Provided passage:
◆ ◆ ◆
How to use a regulator to reduce time delay in an analytical system

Swagelok Corporation
Wednesday, 05 May, 2010


Process measurements are instantaneous but analyser responses never are. From the tap to the analyser, there is always a time delay. Unfortunately, this delay is often underestimated or misunderstood.

Time delay is defined as the amount of time it takes for a new sample to reach the analyser. One way to control time delay is with a regulator. Regulators control pressure, and pressure in an analytical system is closely related to time. In the case of gas systems with a controlled flow rate, the lower the pressure, the shorter the time delay.

Delay may occur in any of the major parts of an analytical instrumentation (AI) system (Figure 1), including the process line, tap and probe, field station, transport line, sample conditioning system, stream switching system, and analyser.

Time delay is cumulative. It consists of the total amount of time it takes for fluid to travel from the latest step in the process line to the analyser, including time required for analysis in the analyser.

For now, we will focus on the field station and the important role of a regulator in reducing time delay there.

Before the field station

Minimising time delay begins with the location of the tap. It is best to locate the tap as close to the analyser as possible, but it should be upstream of sources of delay, such as drums, tanks, dead legs, stagnant lines, or redundant or obsolete equipment.
◆ ◆ ◆
[Entries from a pointing dataset]

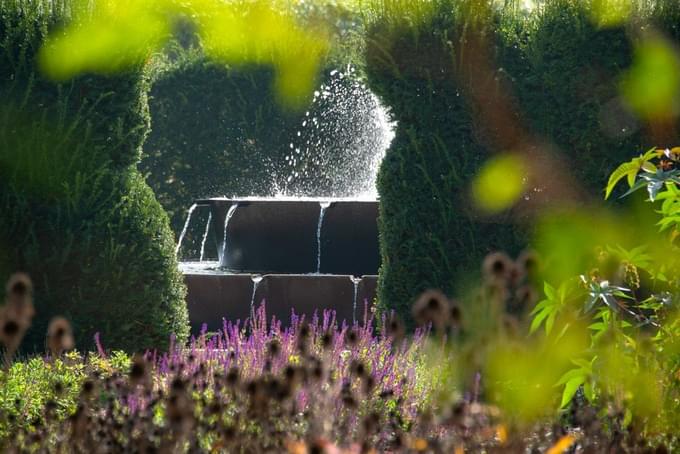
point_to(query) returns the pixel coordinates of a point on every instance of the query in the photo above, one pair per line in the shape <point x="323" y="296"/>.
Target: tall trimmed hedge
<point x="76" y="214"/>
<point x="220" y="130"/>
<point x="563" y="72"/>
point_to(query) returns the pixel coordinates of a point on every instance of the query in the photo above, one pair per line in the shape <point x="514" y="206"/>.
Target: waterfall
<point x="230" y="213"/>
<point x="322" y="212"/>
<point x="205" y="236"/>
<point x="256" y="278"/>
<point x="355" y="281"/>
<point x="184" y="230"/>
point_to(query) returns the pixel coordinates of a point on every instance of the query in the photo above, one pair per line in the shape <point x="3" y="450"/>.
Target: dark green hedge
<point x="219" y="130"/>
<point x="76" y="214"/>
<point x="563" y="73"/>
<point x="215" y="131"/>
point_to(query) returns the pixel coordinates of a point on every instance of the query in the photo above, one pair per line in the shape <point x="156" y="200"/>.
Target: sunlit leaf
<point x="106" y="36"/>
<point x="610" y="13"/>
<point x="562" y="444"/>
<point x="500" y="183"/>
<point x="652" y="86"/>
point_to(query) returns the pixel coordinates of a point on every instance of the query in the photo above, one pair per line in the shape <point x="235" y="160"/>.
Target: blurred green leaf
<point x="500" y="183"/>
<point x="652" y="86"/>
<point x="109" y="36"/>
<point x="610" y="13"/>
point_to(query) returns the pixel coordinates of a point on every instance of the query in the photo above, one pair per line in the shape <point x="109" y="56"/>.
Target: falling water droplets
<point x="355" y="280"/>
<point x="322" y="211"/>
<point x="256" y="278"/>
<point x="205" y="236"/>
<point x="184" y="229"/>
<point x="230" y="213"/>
◆ ◆ ◆
Job 1: Transcribe the article on regulators and time delay, everything from "Process measurements are" down to "system, and analyser.".
Job 2: Collect every line of the records that contains the string "green", treating uppercase and lowercase as distinct.
The text and the records are unrelated to each other.

Full answer 1:
Process measurements are instantaneous but analyser responses never are. From the tap to the analyser, there is always a time delay. Unfortunately, this delay is often underestimated or misunderstood.

Time delay is defined as the amount of time it takes for a new sample to reach the analyser. One way to control time delay is with a regulator. Regulators control pressure, and pressure in an analytical system is closely related to time. In the case of gas systems with a controlled flow rate, the lower the pressure, the shorter the time delay.

Delay may occur in any of the major parts of an analytical instrumentation (AI) system (Figure 1), including the process line, tap and probe, field station, transport line, sample conditioning system, stream switching system, and analyser.

Full answer 2:
Target: dark green hedge
Target: blurred green leaf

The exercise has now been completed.